**Extracted data**

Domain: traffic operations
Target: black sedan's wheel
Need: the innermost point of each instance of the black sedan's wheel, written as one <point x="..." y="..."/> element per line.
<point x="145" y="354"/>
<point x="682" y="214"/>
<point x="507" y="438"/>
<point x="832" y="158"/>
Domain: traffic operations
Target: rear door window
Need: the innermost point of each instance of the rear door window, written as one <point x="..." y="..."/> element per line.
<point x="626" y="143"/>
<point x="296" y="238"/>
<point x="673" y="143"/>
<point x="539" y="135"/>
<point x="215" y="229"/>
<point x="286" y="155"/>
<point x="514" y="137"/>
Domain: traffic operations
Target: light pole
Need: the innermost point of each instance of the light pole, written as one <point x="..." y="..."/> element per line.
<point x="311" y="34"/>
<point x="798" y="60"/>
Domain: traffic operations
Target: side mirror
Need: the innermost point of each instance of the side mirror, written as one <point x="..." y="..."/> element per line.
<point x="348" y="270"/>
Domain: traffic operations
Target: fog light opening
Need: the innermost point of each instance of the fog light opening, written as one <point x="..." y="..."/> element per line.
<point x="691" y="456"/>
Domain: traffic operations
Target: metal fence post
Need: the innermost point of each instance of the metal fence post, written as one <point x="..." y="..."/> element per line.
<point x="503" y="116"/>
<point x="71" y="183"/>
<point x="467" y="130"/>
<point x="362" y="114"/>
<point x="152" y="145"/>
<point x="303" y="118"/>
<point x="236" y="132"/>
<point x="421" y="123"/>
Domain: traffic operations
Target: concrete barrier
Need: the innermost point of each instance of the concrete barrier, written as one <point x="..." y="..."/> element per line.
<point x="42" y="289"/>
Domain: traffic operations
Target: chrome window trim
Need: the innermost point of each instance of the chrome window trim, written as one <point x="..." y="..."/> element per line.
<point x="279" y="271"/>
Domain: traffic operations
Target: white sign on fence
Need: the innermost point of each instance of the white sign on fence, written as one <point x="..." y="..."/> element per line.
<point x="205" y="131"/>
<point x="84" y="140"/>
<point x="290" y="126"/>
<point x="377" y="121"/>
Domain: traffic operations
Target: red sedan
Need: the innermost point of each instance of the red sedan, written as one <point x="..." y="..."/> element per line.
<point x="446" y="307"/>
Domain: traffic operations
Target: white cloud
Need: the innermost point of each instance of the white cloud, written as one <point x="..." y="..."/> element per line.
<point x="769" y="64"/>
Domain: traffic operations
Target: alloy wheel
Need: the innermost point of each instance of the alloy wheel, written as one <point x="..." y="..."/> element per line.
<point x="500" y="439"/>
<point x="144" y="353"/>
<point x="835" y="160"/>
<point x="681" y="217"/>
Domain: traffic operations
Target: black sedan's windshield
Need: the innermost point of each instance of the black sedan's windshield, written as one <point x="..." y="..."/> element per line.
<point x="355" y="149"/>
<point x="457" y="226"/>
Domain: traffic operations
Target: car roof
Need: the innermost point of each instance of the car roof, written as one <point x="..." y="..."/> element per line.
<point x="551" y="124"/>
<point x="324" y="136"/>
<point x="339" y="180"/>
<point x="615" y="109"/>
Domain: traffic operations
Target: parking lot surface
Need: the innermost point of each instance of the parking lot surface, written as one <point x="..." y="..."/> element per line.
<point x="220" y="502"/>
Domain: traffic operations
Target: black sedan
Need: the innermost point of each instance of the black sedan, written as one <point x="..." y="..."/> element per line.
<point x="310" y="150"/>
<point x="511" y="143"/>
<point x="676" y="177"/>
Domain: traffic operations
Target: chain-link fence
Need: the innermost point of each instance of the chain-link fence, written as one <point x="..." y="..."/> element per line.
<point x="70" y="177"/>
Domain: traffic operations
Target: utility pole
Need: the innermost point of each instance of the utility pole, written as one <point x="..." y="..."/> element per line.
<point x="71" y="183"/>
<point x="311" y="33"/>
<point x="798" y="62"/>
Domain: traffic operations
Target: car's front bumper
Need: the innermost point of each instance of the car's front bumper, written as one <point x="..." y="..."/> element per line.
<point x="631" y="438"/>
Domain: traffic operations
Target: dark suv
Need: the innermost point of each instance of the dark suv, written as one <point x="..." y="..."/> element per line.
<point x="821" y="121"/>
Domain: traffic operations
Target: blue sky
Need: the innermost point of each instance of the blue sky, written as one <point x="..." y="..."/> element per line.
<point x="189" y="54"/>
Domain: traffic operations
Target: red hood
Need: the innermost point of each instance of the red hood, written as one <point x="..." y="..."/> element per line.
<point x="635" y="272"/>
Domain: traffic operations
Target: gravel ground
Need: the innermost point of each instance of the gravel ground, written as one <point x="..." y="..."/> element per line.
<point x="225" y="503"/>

**Activity**
From the entries above, write out only the lines starting at the line that holds "Need: the innermost point of each instance of the light" and ending at the line that holds "Target: white sign on fence", keeping both and matching them exactly.

**Your solution**
Need: the innermost point of each instance of the light pole, written as one <point x="..." y="..."/> element per line.
<point x="311" y="34"/>
<point x="798" y="60"/>
Domain: traffic operations
Target: side mirror
Need: the innermost point of each instance of the side mirror, written as one <point x="..." y="..."/> element per line.
<point x="348" y="270"/>
Domain: traffic operations
Target: fog light opening
Need: the innermost point of each instance of the fog light opening, written as one <point x="..." y="..."/> element per line.
<point x="691" y="456"/>
Domain: traffic operations
Target: metal fence post
Need: the innermost point of each instance of the metal fence post, written as one <point x="..." y="..."/> element per line.
<point x="503" y="116"/>
<point x="71" y="183"/>
<point x="467" y="130"/>
<point x="362" y="114"/>
<point x="152" y="145"/>
<point x="303" y="118"/>
<point x="236" y="132"/>
<point x="421" y="123"/>
Domain: traffic operations
Target: concrete barrier
Need: the innermost point of each instance of the concrete barrier, written as one <point x="..." y="..."/> element per line.
<point x="42" y="289"/>
Domain: traffic operations
Target: chrome window trim
Need: the innermost point of each instance of the chrome window trim, written as one <point x="..." y="..."/> element per line.
<point x="279" y="271"/>
Domain: traffic operations
Target: white sign on fence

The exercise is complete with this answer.